What you are asked to do:
Return every line of the material below that contains the string "post", with case counting.

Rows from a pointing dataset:

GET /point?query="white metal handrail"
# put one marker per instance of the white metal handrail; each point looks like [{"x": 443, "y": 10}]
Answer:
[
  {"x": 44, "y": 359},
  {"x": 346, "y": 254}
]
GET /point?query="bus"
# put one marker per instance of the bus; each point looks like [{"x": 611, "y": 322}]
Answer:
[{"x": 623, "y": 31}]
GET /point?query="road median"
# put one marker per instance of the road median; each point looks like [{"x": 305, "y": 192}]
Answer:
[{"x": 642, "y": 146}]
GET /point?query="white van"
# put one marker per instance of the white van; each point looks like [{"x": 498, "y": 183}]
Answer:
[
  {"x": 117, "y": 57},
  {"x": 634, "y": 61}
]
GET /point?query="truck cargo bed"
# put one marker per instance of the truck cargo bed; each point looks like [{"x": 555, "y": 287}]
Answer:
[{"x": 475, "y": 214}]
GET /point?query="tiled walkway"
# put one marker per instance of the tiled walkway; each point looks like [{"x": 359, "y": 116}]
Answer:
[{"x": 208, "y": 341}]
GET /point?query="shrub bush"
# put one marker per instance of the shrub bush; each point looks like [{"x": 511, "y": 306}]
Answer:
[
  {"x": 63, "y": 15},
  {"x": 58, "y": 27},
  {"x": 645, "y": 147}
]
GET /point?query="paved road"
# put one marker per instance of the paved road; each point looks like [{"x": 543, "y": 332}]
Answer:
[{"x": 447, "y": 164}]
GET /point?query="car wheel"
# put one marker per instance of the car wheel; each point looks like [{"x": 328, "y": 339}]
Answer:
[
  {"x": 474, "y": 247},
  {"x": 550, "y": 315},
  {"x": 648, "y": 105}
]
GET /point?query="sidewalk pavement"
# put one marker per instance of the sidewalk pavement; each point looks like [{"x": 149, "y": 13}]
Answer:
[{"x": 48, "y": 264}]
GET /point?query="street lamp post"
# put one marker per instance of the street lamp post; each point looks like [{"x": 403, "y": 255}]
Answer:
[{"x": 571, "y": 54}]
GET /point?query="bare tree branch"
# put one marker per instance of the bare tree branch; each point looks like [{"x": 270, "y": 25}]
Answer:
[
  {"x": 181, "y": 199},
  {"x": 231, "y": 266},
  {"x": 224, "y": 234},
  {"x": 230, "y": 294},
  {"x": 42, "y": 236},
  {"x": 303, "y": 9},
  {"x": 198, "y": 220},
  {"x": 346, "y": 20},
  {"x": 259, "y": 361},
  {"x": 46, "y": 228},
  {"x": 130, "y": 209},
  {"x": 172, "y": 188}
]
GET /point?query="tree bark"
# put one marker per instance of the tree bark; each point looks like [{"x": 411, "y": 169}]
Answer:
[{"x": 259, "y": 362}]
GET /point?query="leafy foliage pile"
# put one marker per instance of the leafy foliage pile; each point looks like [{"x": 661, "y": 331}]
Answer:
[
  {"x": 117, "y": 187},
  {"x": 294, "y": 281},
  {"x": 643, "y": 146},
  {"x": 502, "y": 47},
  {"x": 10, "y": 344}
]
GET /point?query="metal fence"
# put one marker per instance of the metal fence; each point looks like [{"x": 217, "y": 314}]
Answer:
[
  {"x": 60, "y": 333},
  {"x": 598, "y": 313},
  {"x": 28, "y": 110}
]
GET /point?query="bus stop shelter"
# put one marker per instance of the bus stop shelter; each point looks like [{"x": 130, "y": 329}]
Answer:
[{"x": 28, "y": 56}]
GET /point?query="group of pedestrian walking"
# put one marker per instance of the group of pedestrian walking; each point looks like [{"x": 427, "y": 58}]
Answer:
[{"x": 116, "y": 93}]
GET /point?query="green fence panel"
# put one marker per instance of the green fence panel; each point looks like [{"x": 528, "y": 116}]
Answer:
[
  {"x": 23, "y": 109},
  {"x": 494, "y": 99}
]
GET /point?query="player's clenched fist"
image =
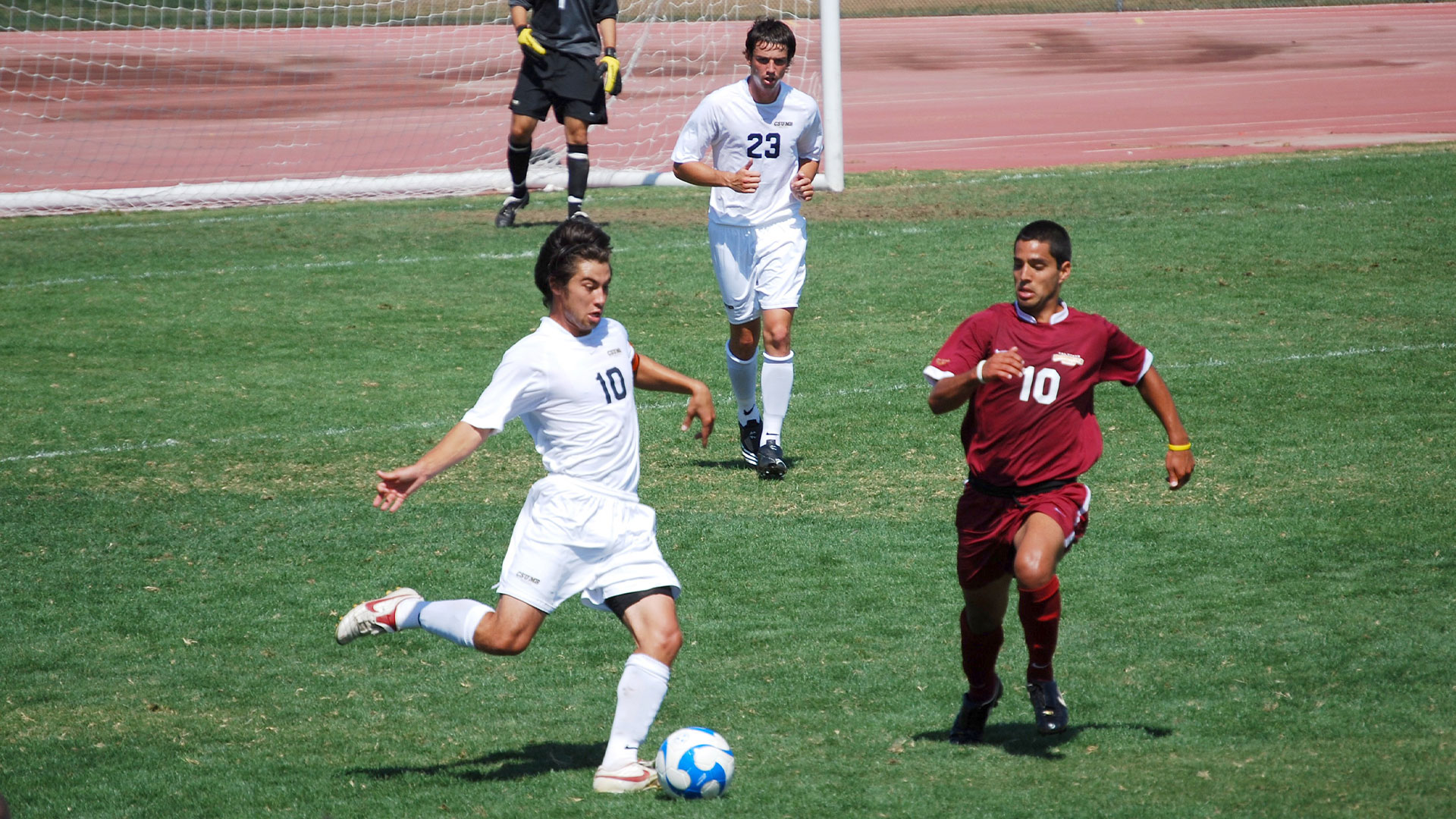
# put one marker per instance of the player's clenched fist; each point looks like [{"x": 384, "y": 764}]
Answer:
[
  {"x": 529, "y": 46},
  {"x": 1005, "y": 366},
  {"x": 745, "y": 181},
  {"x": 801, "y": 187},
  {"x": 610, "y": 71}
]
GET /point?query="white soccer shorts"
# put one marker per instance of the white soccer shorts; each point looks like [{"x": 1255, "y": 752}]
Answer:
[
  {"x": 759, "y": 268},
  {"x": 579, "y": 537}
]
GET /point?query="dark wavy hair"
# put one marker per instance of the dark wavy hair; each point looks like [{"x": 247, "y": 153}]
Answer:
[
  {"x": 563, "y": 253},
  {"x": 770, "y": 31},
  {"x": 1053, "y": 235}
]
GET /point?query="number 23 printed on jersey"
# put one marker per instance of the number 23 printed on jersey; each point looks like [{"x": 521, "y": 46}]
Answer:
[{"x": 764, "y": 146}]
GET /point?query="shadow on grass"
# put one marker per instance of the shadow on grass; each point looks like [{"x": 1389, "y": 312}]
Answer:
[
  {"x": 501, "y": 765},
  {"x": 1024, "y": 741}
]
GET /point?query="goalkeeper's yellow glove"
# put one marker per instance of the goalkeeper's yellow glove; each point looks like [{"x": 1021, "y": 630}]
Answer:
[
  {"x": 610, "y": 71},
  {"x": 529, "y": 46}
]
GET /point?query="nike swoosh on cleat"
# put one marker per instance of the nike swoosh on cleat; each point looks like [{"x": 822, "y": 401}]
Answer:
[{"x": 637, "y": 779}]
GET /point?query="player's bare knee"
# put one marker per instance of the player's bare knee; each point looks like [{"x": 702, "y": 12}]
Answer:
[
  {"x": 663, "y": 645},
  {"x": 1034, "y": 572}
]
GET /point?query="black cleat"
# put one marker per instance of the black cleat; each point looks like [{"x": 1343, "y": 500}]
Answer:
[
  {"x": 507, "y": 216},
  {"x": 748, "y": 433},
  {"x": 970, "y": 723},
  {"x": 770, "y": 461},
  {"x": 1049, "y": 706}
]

Full output:
GET /point?query="street lamp post"
# put one marker per instance of the street lamp post; each point looks like [{"x": 403, "y": 255}]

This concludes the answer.